■ What you will do:
Select every line of the records below that contains the word "Need", treating uppercase and lowercase as different, and copy each one out.

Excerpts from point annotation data
[start]
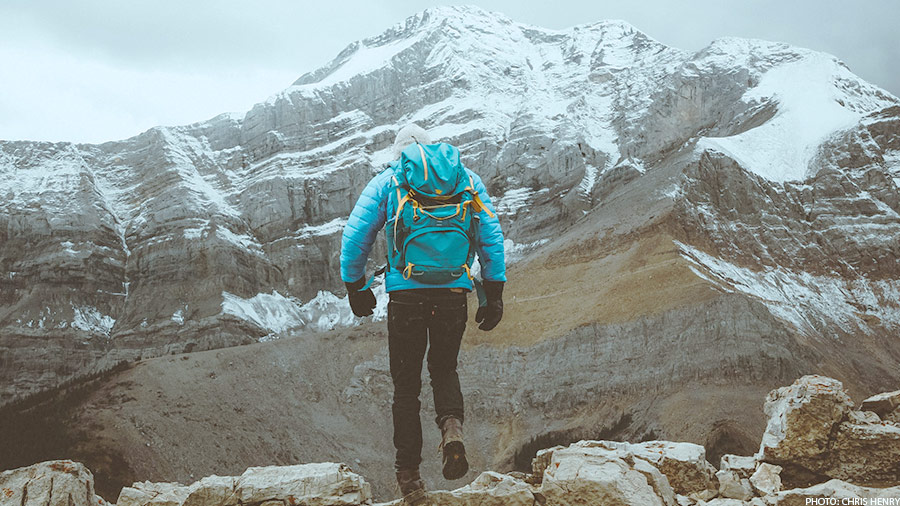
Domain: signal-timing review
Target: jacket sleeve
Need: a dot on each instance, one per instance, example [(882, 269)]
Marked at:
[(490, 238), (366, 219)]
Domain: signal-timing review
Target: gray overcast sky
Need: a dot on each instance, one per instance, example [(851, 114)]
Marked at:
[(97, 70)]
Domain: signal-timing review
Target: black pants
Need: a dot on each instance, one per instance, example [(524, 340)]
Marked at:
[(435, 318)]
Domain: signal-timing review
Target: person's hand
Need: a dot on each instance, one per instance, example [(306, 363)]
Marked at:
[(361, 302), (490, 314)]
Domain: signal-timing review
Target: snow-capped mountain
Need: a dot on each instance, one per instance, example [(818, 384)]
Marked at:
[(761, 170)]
[end]
[start]
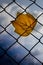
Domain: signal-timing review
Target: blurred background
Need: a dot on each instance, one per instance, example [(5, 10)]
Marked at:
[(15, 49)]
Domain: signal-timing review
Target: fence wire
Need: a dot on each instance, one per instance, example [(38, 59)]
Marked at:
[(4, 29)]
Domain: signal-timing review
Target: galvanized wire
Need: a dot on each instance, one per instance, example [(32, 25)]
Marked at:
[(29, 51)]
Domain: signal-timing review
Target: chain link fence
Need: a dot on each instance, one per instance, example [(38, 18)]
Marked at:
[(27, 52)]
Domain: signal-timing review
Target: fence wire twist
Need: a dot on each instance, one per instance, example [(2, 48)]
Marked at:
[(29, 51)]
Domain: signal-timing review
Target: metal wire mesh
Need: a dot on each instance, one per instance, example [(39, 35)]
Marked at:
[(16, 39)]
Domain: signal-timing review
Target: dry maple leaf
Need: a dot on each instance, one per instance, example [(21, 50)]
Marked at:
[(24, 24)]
[end]
■ Task output:
Need: a dot on each instance, one per instance, example [(882, 269)]
Need: a dot on each instance, one per instance, example [(851, 114)]
Need: a dot on each instance, one per instance, example [(524, 340)]
Need: a dot on each instance, one per instance, example [(306, 363)]
Need: a dot on each instance, one per instance, example [(818, 384)]
Need: a dot on each instance, one per instance, example [(5, 10)]
Need: a dot on each instance, one per instance, example [(38, 59)]
Need: a dot on each instance, one per instance, example [(32, 25)]
Need: a dot on each instance, one per instance, example [(38, 18)]
Need: a dot on each instance, one per instance, example [(2, 48)]
Need: a dot on each instance, one per instance, example [(39, 35)]
Need: a dot on each instance, one per instance, example [(21, 50)]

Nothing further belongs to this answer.